* _Exercise description_:
Output the records verbatim, everything from the line containing "Could you find the yellow flower" down to the line containing "[3,12,44,79]", with both of those lines included.

* _Input for this task_:

+++

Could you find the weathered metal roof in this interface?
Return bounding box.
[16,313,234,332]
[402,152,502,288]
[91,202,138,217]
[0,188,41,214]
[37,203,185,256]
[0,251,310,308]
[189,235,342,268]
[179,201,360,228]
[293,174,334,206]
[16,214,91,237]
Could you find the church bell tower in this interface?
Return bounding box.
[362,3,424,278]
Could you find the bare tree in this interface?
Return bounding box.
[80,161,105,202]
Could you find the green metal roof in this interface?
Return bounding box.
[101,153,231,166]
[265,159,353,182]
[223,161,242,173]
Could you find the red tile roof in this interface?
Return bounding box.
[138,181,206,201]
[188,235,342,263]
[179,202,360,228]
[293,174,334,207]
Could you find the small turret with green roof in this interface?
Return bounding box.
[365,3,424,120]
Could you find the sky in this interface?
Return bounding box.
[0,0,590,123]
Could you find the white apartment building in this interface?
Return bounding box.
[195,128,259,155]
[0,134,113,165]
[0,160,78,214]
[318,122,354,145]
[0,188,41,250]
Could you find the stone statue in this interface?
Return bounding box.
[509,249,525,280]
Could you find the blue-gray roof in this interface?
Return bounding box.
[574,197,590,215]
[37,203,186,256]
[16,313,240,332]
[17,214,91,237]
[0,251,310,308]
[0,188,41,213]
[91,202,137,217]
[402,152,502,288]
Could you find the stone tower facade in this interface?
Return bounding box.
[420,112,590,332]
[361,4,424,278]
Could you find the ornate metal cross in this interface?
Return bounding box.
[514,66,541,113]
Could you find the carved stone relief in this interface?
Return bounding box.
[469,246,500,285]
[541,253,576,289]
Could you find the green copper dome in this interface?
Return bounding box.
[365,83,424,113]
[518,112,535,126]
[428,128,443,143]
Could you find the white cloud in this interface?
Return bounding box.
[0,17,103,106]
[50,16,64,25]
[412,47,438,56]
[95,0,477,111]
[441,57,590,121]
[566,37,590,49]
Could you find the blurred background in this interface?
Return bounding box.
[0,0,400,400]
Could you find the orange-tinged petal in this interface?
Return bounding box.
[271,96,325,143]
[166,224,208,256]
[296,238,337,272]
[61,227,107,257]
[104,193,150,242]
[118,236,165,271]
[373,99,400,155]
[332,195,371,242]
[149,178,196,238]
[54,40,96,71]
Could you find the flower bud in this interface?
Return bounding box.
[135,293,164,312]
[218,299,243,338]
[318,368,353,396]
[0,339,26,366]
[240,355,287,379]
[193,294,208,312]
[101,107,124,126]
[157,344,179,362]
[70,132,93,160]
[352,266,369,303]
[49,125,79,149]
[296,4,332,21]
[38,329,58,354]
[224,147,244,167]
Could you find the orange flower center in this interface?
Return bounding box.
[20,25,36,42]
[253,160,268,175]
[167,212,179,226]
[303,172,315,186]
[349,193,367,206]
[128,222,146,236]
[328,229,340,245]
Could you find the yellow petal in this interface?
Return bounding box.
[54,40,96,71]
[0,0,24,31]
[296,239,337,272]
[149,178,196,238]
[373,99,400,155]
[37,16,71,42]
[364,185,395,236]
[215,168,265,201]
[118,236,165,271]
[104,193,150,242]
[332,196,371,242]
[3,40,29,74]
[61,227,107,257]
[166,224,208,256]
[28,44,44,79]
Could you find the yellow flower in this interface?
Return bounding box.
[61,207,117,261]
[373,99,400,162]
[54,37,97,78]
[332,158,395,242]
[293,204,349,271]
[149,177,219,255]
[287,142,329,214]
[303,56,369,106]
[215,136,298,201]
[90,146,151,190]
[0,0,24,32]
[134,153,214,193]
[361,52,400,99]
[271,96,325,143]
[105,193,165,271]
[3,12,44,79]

+++

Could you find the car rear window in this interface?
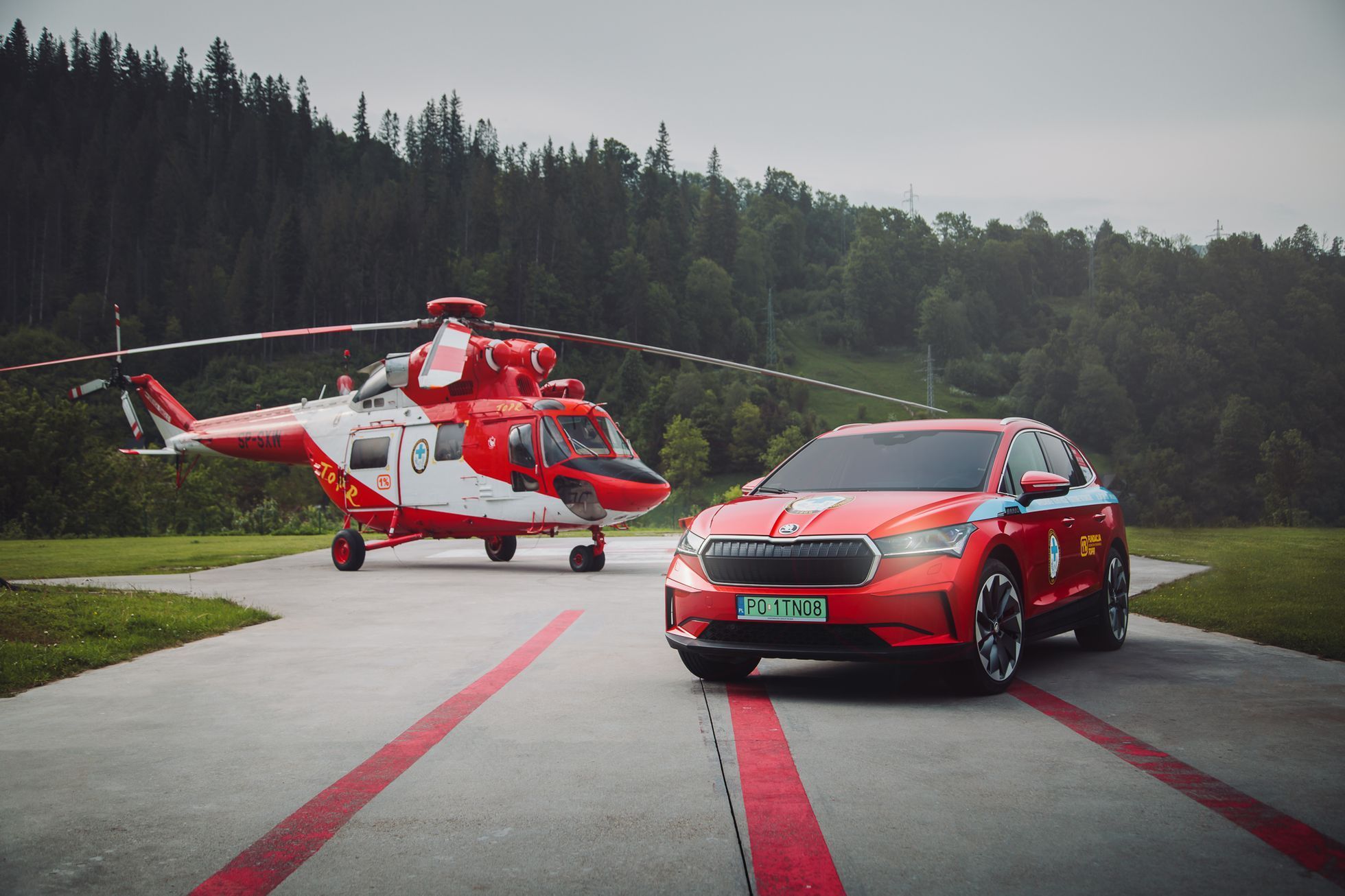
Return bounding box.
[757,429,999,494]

+++

* _Exercise solution_:
Could you find the yellow flower in this interface?
Return bounding box.
[61,207,117,261]
[373,99,400,162]
[54,37,97,78]
[332,158,395,242]
[293,204,349,271]
[149,177,219,255]
[287,142,329,214]
[303,56,369,106]
[215,136,298,201]
[90,146,151,190]
[0,0,24,32]
[134,153,214,193]
[361,52,400,99]
[271,96,325,143]
[105,193,165,271]
[3,12,44,79]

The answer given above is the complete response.